▶ [Task item]:
Return the run of lines below that opens with the line containing "positive clicks: (193, 206)" and closes with the line containing "positive clicks: (210, 213)", keeping each one exact.

**** Records shown ****

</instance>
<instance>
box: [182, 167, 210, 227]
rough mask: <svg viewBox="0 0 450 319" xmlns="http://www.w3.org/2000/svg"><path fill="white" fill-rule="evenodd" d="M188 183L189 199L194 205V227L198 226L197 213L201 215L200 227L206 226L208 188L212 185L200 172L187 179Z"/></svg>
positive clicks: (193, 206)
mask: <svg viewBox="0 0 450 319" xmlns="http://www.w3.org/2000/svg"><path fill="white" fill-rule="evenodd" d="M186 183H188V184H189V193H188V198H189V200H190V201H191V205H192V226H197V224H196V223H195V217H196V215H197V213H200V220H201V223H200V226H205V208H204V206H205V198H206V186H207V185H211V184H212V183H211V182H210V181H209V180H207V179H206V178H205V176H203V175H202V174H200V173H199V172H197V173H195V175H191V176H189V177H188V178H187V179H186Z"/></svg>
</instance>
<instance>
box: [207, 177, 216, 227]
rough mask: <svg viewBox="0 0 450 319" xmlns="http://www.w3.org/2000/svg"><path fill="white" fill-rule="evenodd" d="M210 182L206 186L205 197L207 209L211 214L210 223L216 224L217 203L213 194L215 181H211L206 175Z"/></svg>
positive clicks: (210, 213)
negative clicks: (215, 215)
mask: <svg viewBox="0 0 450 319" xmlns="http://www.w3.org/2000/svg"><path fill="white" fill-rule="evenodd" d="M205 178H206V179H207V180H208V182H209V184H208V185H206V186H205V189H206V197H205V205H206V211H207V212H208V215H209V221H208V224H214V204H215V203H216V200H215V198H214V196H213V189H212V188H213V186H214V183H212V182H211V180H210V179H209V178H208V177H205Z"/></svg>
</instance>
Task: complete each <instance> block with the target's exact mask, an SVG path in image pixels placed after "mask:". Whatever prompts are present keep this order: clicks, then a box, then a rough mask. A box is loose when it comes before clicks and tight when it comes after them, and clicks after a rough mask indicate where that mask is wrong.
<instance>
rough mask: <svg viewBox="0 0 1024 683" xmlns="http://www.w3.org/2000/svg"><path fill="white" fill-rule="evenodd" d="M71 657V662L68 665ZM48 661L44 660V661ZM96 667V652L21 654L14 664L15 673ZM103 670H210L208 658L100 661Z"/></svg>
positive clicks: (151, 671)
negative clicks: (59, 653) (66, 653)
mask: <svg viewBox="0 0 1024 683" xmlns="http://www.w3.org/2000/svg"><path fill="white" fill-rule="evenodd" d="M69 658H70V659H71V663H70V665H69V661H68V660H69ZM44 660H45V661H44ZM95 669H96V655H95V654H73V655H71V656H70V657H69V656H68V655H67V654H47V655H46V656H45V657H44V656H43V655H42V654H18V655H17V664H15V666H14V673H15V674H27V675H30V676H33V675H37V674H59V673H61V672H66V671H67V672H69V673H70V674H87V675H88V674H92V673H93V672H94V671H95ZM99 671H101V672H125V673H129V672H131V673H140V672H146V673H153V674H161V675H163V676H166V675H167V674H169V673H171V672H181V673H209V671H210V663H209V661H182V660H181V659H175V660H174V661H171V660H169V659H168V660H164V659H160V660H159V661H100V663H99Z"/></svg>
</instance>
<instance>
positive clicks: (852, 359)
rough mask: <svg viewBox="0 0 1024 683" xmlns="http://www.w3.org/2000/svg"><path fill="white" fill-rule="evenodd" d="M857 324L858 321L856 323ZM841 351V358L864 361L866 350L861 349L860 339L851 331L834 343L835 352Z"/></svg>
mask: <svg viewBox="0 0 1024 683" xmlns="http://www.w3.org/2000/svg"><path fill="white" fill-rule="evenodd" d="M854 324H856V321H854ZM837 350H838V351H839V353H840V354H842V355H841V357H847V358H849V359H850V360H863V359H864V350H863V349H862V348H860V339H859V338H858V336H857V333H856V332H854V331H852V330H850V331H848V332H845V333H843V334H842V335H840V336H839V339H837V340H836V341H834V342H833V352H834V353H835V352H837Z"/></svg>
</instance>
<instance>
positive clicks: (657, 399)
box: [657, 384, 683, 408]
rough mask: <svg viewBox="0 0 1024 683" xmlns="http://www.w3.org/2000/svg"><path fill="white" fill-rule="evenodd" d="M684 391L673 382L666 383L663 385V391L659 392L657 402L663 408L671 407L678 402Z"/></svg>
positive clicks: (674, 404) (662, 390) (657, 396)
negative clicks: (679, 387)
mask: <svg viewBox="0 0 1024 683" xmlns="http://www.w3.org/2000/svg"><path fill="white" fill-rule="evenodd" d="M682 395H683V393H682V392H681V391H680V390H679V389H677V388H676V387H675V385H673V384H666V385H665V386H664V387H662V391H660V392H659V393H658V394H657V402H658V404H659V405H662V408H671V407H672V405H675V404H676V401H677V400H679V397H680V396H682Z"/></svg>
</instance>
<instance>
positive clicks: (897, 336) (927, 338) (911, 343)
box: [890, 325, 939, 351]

****

▶ [Answer section]:
positive clicks: (193, 206)
mask: <svg viewBox="0 0 450 319" xmlns="http://www.w3.org/2000/svg"><path fill="white" fill-rule="evenodd" d="M186 183H188V184H189V193H188V198H189V200H190V201H191V205H192V226H197V224H196V223H195V217H196V215H197V213H200V220H201V223H200V226H205V208H204V206H205V198H206V186H207V185H211V184H212V183H211V182H210V181H209V180H207V179H206V178H205V176H203V175H202V174H200V173H199V172H197V173H195V175H191V176H189V177H188V178H187V179H186Z"/></svg>
</instance>
<instance>
box: [207, 177, 216, 227]
rough mask: <svg viewBox="0 0 450 319" xmlns="http://www.w3.org/2000/svg"><path fill="white" fill-rule="evenodd" d="M210 182L206 186L205 197L207 209L211 214L210 223L216 224L217 203L213 194L215 181H211L206 175Z"/></svg>
positive clicks: (210, 213)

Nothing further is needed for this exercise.